◆ Set task
Rewrite every one of the items below, changing "Python list" to "plain list" wherever it occurs and keeping all other wording unchanged.

------------------------------------------------

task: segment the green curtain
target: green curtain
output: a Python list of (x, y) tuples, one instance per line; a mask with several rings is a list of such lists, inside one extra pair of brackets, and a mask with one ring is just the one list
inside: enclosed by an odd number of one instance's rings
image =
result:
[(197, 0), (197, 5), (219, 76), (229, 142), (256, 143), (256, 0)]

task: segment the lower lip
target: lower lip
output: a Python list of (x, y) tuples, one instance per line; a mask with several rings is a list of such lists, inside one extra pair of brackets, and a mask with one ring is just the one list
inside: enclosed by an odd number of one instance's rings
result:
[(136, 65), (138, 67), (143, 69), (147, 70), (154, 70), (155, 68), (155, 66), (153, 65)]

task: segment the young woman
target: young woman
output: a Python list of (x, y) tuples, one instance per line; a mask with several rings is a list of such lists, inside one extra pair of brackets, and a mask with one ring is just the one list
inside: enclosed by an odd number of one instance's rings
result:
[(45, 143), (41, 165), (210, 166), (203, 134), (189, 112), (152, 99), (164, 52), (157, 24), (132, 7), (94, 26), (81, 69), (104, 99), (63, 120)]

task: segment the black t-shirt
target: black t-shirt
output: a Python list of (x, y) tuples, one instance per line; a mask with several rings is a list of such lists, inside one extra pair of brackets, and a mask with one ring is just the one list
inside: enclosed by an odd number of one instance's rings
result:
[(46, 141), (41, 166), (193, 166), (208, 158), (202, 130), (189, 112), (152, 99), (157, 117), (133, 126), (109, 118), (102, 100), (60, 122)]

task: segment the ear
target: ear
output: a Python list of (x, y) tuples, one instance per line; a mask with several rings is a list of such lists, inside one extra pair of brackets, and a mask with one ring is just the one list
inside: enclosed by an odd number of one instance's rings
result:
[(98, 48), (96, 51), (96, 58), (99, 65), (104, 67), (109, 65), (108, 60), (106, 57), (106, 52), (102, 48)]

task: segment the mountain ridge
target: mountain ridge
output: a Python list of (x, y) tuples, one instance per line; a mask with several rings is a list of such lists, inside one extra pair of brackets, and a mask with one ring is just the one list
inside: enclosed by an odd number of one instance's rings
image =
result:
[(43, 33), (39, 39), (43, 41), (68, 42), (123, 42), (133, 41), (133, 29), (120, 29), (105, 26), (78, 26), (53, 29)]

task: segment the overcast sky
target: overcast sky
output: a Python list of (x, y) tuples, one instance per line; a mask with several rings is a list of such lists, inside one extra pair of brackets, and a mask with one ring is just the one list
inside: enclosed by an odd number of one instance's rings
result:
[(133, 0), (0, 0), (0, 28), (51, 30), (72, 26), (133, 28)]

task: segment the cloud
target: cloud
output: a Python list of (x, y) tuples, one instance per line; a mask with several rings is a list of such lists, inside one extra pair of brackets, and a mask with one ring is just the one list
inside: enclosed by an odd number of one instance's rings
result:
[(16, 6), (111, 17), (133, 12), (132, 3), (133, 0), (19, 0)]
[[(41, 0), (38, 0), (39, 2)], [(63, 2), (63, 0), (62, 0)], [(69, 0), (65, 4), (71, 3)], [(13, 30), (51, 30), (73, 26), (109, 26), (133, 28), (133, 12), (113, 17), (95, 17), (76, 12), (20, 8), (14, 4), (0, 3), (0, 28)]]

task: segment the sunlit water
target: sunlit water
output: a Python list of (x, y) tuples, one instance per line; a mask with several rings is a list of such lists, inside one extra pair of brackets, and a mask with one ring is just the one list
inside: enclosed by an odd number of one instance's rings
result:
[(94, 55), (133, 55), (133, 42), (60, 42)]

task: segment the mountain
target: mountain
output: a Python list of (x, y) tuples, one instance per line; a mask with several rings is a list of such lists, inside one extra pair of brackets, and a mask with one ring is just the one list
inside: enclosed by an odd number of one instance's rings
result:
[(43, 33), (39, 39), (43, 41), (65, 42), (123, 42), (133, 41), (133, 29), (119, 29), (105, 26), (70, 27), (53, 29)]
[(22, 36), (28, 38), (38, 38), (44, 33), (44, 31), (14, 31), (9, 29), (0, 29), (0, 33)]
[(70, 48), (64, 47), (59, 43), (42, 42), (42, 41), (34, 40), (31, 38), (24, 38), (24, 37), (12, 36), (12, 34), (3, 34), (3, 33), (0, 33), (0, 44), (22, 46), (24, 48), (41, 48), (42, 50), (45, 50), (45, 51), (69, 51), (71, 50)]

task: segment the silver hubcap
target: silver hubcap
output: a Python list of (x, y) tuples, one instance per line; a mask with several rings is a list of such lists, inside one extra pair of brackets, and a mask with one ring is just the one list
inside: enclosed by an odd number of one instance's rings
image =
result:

------------------------------------------------

◆ Expected output
task: segment the green curtain
target: green curtain
output: a plain list of (x, y) tuples, one instance per line; a mask with several rings is a list of such lists, inside one extra pair of brackets, and a mask with one ring is just the one list
inside: enclosed by an odd number of one instance's rings
image =
result:
[(197, 0), (197, 5), (219, 76), (229, 142), (256, 143), (256, 0)]

task: segment the lower lip
target: lower lip
output: a plain list of (x, y) tuples, one instance per line; a mask with several rings is a list of such lists, inside one extra pair of brackets, and a mask with one ring is just the one list
inside: enclosed by an odd number of one instance's rings
result:
[(136, 65), (138, 67), (143, 69), (147, 70), (154, 70), (155, 68), (155, 66), (153, 65)]

task: segment the young woman
target: young woman
output: a plain list of (x, y) tuples, one instance per line; a mask with several rings is a list of such lists, inside one extra pair of brackets, and a mask with one ring is just the one list
inside: enclosed by an odd number of one instance's rings
result:
[(45, 143), (41, 165), (210, 166), (203, 134), (189, 112), (152, 99), (164, 52), (157, 24), (132, 7), (94, 26), (81, 69), (104, 99), (63, 120)]

task: segment the black t-shirt
target: black t-shirt
output: a plain list of (x, y) tuples, one instance per line; a mask with several rings is a list of such lists, inside one extra pair of brackets, and a mask with one ring is just the one list
inside: enclosed by an odd number of one instance's rings
result:
[(46, 141), (41, 166), (193, 166), (208, 158), (202, 130), (189, 112), (152, 99), (157, 117), (133, 126), (109, 118), (102, 100), (60, 122)]

task: segment the ear
target: ear
output: a plain list of (x, y) tuples, one instance per line; a mask with several rings is a list of such lists, inside one extra pair of brackets, and a mask with one ring is just the one list
inside: enclosed by an odd number of one instance's rings
result:
[(98, 48), (96, 51), (96, 58), (99, 65), (104, 67), (109, 65), (108, 60), (106, 57), (106, 52), (102, 48)]

task: segment the mountain ridge
target: mountain ridge
output: a plain list of (x, y) tuples, one instance per line; a mask with several rings is a list of such lists, inside one extra pair of brackets, and a mask with one ring is just the one list
inside: enclosed by an odd number of one instance's rings
image =
result:
[(43, 33), (39, 39), (43, 41), (68, 42), (123, 42), (133, 41), (133, 29), (120, 29), (105, 26), (78, 26), (53, 29)]

task: segment the overcast sky
target: overcast sky
output: a plain list of (x, y) tuples, one instance per line; a mask with several rings is a list of such lists, inside one extra pair of brackets, and a mask with one ring is just the one list
inside: enclosed by an odd number of one instance's rings
result:
[(133, 0), (0, 0), (0, 28), (51, 30), (72, 26), (133, 28)]

task: segment the cloud
target: cloud
output: a plain list of (x, y) tuples, one instance per line; a mask with several rings is a list of such lists, inside one extra pair of brackets, and a mask with one ring is just the one list
inside: enclosed by an odd number of one instance's rings
result:
[(16, 6), (111, 17), (133, 12), (132, 3), (133, 0), (19, 0)]
[[(41, 0), (38, 0), (39, 2)], [(63, 2), (63, 0), (62, 0)], [(69, 0), (65, 4), (71, 3)], [(13, 30), (51, 30), (73, 26), (109, 26), (133, 28), (133, 12), (113, 17), (95, 17), (76, 12), (20, 8), (14, 4), (0, 3), (0, 28)]]

task: segment the sunlit water
target: sunlit water
output: a plain list of (x, y) tuples, one instance per line; a mask with several rings is a list of such lists, inside one extra pair of brackets, and a mask with one ring is just the one list
inside: enclosed by an odd number of one instance's rings
result:
[(94, 55), (133, 55), (133, 42), (60, 42)]

task: segment the mountain
target: mountain
output: a plain list of (x, y) tuples, one instance per line; a mask with several rings is a list of such lists, inside one extra pair of brackets, and a mask with one ring is just the one list
inside: enclosed by an odd number of one instance's rings
result:
[(43, 33), (39, 39), (43, 41), (65, 42), (123, 42), (133, 41), (133, 29), (119, 29), (105, 26), (70, 27), (53, 29)]
[(22, 36), (28, 38), (38, 38), (44, 33), (44, 31), (14, 31), (9, 29), (0, 29), (0, 33)]
[(70, 48), (64, 47), (59, 43), (42, 42), (42, 41), (34, 40), (31, 38), (24, 38), (24, 37), (12, 36), (12, 34), (3, 34), (3, 33), (0, 33), (0, 44), (22, 46), (24, 48), (41, 48), (42, 50), (45, 50), (45, 51), (69, 51), (71, 50)]

task: segment the silver hubcap
target: silver hubcap
output: a plain list of (x, y) tuples, one instance per line; a mask with several rings is a list of such lists, inside one extra pair of brackets, and a mask with one ring is just the one list
inside: enclosed by an odd number of one instance's rings
image =
result:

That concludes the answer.